(Named-object pointing rows)
>> begin

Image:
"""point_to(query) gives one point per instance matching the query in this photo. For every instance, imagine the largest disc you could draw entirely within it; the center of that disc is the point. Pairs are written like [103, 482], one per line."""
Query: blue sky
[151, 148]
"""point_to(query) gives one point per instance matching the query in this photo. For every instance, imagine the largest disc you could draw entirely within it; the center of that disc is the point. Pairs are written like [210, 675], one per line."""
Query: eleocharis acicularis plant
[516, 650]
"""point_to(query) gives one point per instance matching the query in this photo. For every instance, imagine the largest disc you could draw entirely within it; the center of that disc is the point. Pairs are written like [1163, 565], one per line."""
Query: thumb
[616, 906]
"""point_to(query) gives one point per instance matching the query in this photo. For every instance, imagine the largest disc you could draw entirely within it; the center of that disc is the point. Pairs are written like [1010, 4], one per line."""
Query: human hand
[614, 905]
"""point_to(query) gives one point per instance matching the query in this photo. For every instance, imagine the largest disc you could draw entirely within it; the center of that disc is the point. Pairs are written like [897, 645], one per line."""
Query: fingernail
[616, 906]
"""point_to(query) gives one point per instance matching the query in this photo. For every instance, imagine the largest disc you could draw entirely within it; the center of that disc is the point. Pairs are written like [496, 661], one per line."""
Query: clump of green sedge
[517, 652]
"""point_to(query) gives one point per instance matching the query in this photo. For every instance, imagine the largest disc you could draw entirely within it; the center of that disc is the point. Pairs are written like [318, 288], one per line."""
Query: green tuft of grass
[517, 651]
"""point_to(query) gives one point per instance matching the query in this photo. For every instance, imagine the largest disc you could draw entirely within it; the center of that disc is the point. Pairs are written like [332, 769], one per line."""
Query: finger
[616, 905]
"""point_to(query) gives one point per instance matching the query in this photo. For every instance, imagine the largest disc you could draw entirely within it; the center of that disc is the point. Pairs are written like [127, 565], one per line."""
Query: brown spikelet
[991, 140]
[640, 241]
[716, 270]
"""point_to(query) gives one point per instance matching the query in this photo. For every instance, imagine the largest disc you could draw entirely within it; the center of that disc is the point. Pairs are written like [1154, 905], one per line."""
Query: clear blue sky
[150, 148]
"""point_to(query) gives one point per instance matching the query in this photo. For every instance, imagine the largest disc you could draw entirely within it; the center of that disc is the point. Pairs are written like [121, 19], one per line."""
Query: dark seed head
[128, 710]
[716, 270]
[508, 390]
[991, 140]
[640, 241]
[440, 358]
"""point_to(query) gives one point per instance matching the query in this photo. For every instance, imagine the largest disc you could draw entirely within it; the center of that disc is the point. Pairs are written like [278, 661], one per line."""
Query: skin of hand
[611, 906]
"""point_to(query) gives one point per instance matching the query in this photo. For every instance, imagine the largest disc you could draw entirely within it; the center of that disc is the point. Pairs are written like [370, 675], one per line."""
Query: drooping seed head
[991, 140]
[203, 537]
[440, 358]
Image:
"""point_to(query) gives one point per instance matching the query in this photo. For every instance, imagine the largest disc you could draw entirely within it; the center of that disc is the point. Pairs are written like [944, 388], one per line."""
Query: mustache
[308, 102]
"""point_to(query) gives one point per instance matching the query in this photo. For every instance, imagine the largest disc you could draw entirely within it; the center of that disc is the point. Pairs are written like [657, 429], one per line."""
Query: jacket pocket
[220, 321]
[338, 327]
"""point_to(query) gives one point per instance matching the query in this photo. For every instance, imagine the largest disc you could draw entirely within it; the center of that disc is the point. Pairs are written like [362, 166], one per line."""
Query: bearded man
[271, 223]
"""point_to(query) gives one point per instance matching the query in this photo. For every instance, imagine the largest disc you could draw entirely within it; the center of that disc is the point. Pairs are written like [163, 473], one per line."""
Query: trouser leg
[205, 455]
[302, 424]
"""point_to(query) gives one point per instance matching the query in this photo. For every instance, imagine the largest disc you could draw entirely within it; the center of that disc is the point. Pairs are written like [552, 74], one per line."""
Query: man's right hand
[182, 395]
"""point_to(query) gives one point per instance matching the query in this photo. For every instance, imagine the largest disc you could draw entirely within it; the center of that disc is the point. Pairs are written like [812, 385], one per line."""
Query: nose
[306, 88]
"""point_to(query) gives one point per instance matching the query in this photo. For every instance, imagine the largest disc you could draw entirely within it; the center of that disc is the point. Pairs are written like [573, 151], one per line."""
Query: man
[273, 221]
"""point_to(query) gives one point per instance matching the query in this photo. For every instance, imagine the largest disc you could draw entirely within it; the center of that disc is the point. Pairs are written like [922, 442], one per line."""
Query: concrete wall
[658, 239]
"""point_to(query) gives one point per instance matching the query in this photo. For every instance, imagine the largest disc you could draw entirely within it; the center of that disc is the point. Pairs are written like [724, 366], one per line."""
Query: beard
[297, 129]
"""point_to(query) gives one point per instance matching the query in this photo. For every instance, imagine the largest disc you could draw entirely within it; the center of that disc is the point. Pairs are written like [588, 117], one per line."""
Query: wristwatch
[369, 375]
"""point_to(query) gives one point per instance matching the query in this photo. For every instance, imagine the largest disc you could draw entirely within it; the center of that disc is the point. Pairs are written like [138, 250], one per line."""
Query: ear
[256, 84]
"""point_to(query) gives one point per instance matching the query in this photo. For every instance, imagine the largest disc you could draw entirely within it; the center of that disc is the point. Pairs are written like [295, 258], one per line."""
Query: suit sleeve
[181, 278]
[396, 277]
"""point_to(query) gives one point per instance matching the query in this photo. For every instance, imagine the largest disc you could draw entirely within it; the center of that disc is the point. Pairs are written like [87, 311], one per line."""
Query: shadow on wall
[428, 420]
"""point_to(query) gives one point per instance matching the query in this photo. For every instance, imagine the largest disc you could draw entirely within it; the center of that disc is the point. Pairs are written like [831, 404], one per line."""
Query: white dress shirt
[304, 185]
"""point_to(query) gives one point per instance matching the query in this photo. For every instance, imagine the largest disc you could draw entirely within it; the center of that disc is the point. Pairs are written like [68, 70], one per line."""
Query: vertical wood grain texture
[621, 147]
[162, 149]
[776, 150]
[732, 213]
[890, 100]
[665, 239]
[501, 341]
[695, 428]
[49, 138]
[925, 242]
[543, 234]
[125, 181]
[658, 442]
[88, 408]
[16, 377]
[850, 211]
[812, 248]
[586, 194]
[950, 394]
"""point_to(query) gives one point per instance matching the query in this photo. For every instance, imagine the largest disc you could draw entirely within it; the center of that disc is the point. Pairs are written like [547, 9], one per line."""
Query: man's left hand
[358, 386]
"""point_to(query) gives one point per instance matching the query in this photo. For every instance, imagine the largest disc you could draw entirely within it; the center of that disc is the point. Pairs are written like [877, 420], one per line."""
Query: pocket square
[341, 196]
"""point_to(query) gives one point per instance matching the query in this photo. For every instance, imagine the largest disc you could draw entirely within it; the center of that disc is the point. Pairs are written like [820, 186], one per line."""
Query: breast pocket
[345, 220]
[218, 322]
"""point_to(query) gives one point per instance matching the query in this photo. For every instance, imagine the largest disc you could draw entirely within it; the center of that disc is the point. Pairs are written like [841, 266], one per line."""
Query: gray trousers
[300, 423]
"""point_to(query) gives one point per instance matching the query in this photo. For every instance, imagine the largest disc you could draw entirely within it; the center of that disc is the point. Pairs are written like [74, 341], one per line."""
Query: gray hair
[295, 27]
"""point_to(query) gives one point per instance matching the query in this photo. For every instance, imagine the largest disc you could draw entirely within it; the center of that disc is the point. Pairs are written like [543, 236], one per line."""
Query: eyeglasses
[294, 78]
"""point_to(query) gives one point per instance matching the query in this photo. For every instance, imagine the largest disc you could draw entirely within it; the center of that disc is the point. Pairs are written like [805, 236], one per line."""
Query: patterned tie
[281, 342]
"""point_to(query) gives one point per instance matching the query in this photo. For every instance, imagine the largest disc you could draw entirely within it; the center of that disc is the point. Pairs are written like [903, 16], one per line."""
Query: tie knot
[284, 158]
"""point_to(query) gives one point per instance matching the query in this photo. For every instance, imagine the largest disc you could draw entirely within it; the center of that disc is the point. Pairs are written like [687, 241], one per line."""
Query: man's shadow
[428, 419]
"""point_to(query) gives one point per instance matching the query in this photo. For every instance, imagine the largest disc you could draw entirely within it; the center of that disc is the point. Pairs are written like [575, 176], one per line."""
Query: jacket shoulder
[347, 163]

>> end
>> begin

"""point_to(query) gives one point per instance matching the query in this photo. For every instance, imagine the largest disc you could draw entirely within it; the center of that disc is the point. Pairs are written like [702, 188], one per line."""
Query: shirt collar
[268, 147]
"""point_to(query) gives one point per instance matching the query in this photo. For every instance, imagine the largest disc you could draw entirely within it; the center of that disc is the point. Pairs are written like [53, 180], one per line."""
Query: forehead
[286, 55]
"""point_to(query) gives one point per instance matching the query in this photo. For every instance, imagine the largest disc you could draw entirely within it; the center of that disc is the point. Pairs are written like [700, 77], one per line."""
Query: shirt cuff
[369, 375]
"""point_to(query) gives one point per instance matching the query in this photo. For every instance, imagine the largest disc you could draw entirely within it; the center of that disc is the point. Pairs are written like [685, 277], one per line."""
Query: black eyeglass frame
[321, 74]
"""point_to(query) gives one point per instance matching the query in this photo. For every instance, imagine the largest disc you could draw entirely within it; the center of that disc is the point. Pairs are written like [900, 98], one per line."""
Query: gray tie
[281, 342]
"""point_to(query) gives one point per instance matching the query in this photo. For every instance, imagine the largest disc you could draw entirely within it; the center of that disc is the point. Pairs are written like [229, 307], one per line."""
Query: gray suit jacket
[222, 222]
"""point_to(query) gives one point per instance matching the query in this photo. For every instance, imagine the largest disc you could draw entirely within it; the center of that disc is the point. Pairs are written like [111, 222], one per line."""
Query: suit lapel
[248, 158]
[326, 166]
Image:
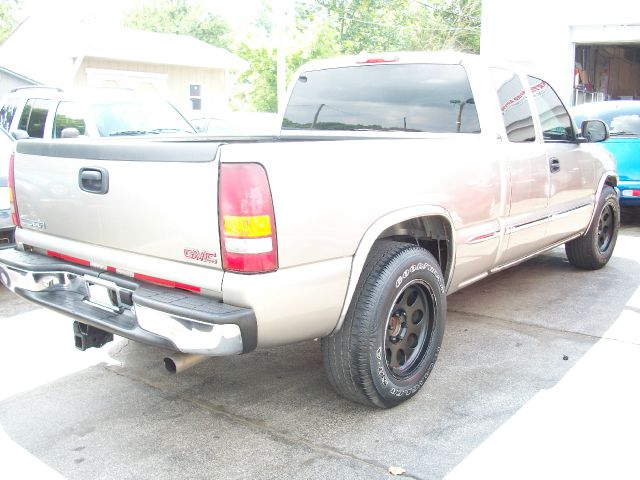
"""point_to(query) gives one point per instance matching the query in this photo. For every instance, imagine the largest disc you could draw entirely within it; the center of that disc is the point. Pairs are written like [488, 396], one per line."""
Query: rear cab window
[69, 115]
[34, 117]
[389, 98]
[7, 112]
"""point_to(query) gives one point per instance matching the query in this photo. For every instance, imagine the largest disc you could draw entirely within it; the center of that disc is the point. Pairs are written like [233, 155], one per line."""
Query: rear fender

>> end
>> begin

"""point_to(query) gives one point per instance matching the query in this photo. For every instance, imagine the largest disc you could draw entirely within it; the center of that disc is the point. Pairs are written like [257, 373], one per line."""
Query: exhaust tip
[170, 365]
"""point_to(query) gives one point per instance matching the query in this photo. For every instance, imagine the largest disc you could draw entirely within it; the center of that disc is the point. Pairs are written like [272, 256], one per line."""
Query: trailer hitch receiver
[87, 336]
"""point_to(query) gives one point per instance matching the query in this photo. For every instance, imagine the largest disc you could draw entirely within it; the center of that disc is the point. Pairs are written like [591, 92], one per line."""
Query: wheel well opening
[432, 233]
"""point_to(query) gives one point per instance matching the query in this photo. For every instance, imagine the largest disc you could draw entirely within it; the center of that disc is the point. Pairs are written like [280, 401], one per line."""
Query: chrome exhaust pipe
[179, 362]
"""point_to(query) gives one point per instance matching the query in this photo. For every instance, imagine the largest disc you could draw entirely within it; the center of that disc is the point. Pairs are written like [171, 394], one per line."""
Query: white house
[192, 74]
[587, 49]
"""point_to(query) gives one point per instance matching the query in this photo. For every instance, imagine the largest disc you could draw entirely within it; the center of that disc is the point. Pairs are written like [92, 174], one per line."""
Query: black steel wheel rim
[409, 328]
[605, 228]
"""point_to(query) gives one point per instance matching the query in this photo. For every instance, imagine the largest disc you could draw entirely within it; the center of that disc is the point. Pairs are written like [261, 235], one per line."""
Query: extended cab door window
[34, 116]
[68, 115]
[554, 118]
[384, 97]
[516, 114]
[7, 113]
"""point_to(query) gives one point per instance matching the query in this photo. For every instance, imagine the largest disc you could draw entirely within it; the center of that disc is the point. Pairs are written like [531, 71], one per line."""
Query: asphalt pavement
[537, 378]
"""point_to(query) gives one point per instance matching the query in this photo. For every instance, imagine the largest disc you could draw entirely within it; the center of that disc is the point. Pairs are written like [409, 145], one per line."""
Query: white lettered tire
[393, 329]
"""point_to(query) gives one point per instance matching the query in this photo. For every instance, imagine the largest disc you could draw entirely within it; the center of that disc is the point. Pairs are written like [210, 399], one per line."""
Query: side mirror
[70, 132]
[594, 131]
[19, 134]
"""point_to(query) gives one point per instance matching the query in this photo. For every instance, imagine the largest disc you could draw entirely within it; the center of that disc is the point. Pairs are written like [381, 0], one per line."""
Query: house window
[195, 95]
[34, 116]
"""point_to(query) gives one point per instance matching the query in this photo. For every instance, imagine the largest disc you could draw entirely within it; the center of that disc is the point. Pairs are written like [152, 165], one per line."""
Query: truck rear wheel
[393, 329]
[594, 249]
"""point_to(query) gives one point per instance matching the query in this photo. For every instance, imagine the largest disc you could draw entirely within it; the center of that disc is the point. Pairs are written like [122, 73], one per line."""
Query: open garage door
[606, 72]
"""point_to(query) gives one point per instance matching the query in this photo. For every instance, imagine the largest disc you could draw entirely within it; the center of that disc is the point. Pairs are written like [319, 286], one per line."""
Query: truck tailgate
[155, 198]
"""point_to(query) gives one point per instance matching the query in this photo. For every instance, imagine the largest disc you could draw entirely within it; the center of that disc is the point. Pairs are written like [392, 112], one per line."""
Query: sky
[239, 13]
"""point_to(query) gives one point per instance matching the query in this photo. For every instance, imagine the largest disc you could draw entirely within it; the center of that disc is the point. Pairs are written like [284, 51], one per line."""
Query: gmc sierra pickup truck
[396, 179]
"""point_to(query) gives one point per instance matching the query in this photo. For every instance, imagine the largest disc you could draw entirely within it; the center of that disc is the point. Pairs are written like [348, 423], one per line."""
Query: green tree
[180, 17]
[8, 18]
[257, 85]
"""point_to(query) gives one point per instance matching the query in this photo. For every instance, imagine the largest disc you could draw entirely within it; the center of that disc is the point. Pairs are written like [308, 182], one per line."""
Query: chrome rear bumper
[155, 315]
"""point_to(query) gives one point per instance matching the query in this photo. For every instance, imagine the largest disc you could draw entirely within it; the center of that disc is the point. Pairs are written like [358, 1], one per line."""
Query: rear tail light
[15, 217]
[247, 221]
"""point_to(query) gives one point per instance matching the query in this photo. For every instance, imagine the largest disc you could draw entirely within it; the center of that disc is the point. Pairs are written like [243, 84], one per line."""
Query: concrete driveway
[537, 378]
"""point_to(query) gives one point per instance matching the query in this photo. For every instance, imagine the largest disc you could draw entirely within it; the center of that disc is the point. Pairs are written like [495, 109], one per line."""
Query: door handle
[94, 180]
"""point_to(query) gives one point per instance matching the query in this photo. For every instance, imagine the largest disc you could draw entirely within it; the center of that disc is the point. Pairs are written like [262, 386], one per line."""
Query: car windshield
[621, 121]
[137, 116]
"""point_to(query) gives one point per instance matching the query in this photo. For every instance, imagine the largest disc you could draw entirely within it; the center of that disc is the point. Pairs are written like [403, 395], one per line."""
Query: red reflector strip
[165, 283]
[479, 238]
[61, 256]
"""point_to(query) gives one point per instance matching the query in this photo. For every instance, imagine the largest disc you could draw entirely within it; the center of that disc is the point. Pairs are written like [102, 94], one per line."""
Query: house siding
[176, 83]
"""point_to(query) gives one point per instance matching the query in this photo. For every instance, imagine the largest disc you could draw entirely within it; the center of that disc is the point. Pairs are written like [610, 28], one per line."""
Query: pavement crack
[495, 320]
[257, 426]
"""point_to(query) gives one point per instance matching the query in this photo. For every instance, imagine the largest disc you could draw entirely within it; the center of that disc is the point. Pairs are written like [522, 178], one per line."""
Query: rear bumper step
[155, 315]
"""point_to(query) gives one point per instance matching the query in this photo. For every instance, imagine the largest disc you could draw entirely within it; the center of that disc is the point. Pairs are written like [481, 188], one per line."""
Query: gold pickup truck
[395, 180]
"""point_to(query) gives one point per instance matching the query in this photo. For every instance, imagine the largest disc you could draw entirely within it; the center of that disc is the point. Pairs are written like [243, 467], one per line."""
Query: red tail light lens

>> end

Exercise task
Show every line of the rows above that contains the word "exhaust".

Solution to the problem
Query: exhaust tip
Query: chrome exhaust pipe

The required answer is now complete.